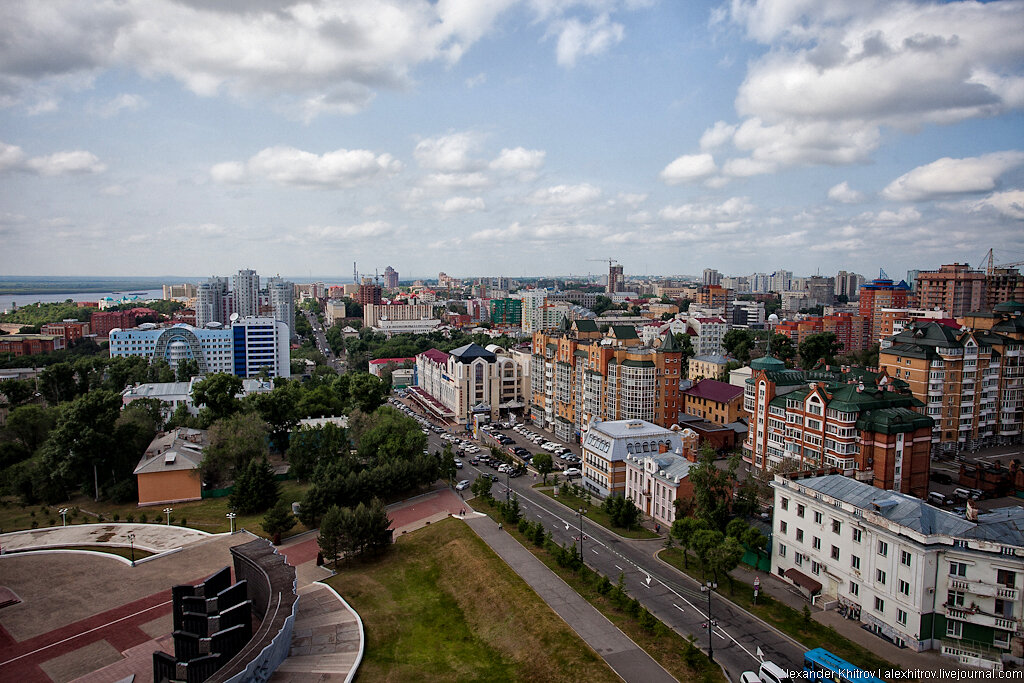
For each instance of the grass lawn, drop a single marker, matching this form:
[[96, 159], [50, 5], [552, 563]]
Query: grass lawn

====

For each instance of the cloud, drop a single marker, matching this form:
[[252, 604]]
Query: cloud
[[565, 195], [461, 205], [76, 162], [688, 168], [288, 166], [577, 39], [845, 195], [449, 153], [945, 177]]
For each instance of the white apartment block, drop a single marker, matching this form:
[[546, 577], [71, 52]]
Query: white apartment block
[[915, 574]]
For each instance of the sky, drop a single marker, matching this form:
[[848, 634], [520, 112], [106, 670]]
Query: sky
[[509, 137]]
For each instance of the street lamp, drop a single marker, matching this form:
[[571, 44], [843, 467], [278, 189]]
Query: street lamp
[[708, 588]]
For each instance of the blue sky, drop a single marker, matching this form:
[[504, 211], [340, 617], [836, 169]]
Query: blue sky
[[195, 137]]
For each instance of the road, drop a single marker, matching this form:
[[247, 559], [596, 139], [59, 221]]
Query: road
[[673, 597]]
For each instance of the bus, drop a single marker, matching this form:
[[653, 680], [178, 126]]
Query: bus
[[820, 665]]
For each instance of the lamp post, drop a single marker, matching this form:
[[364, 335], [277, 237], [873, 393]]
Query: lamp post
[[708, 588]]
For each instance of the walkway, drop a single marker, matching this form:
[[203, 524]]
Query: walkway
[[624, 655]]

====

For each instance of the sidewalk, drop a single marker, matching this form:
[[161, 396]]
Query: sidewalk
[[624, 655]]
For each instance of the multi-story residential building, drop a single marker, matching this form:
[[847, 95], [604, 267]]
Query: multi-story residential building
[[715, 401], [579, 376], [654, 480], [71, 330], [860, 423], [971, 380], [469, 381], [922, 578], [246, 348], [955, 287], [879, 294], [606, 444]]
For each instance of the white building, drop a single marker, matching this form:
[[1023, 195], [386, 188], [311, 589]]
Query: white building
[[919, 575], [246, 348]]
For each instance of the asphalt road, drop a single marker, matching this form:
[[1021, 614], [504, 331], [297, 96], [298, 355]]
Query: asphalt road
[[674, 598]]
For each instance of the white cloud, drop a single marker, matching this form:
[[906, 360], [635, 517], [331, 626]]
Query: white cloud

====

• _Action item_: Taking the listing above as the source, transcribe only the lines starting at the line with "Query: white building" and going through the line with "Query: white cloud", unaltered and with both ends included.

• _Answer_:
Query: white building
[[919, 575], [246, 348]]
For each instance of the asphalt road, drop a single marker, matching this form:
[[1021, 614], [504, 331], [297, 96], [298, 355]]
Query: asphalt road
[[674, 598]]
For each instance of the white cloud, drop a single marker, matching this form:
[[906, 360], [635, 517], [331, 626]]
Query: white cloud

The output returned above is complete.